▶ _Records from a data collection_
§ §

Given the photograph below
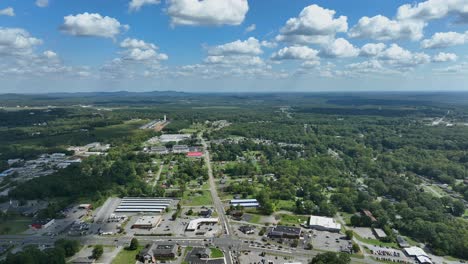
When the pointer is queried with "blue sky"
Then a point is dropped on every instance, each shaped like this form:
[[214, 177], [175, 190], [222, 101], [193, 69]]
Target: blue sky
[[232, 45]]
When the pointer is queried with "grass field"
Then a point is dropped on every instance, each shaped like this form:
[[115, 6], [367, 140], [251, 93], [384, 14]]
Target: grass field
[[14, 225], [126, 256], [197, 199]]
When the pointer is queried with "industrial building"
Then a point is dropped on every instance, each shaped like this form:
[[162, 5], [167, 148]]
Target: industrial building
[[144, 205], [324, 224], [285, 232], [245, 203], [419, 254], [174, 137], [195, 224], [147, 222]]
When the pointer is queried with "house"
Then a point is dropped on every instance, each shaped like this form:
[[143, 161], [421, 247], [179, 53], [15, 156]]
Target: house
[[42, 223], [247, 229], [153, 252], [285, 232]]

§ §

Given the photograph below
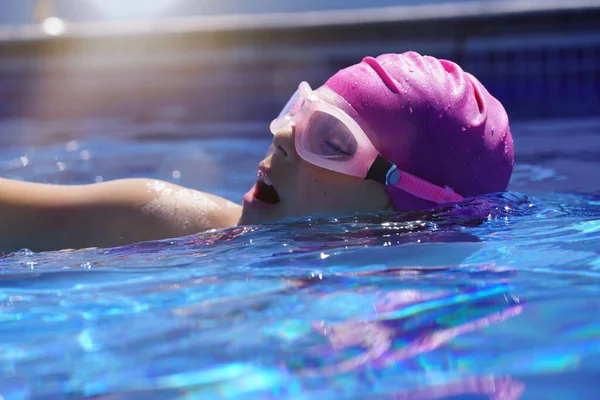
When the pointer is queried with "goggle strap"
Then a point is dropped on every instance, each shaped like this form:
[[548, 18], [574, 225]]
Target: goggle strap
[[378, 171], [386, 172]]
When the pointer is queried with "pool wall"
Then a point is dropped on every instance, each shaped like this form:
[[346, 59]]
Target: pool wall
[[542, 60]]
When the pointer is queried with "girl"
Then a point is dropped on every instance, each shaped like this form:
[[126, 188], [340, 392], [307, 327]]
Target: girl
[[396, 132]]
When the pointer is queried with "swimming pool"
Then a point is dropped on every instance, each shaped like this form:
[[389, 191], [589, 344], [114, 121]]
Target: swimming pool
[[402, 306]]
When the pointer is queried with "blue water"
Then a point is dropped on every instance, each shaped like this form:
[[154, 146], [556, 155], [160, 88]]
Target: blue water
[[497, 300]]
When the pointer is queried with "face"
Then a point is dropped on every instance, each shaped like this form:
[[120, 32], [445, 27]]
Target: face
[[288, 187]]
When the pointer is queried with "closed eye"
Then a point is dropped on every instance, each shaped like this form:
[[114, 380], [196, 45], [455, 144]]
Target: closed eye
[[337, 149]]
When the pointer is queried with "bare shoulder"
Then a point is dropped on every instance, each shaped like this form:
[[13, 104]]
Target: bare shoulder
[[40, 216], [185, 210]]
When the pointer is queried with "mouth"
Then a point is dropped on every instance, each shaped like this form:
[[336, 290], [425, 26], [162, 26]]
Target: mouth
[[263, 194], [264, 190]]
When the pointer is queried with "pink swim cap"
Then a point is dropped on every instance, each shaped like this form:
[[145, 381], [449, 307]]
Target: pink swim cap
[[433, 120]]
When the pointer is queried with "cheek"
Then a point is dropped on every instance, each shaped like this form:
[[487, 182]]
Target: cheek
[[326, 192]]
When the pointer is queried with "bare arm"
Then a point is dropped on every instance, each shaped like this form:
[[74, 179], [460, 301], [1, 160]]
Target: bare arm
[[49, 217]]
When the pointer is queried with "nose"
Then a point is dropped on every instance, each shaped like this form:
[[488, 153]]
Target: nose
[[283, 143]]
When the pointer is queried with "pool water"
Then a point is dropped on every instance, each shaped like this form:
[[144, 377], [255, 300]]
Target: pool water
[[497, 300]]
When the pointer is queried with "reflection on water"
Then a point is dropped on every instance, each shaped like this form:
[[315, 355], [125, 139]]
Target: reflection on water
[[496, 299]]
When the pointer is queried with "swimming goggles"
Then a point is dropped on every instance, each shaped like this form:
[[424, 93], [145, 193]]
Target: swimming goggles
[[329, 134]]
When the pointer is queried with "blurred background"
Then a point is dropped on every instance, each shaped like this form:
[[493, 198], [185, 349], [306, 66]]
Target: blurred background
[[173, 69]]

§ §

▶ _STATED GOAL_
Extract each line from the entries above that contains the string "cheek".

▶ _THE ANSWER_
When the pointer is queried with "cheek"
Target: cheek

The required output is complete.